┌──
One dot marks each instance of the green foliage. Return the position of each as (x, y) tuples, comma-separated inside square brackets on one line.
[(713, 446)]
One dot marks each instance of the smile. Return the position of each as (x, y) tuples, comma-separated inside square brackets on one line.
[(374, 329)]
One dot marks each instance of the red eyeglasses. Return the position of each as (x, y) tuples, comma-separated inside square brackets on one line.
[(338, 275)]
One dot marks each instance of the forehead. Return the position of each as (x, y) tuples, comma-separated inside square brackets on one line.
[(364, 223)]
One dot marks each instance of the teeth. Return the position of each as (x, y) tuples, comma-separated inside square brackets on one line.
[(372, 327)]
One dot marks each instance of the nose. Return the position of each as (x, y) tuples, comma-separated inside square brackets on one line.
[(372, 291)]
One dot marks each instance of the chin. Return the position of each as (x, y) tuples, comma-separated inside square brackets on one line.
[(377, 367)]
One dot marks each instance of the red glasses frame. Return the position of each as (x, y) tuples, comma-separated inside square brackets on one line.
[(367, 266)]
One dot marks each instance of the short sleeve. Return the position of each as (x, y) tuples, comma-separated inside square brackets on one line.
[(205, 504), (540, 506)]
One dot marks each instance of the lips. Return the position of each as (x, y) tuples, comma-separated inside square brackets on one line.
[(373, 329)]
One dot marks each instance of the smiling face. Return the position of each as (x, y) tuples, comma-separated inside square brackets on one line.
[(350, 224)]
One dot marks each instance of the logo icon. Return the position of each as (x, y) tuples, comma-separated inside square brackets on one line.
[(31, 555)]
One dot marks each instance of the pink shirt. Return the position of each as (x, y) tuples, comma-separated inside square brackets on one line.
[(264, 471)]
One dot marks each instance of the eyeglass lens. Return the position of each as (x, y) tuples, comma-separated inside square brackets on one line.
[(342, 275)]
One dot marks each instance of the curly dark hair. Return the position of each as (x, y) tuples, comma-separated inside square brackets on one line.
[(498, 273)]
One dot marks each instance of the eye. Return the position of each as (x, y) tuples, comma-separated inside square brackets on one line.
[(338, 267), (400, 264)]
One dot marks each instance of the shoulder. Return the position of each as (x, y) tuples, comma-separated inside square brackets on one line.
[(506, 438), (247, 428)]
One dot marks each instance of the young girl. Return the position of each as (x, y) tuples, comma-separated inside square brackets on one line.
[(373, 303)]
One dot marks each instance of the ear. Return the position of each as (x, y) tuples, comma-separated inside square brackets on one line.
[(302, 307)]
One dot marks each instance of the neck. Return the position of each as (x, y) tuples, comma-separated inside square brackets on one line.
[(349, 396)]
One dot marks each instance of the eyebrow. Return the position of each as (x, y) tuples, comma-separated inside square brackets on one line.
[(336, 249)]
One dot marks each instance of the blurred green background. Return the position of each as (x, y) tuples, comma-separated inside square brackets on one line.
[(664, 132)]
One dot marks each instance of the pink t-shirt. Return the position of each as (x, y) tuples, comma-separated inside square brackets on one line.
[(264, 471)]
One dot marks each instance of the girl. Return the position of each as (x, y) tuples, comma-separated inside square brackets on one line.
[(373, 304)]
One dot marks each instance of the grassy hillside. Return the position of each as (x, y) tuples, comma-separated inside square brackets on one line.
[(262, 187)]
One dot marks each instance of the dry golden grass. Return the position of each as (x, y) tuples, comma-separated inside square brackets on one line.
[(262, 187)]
└──
→ Exercise directions:
All lines from the one containing "One dot marks each instance of the dry" through the end of the listing must be transcribed exactly. No other lines belong in the answer.

→ Expected answer:
One dot marks each instance of the dry golden grass. Return the position of each as (x, y) tuples, comma-separated inside square brackets on one line.
[(262, 187)]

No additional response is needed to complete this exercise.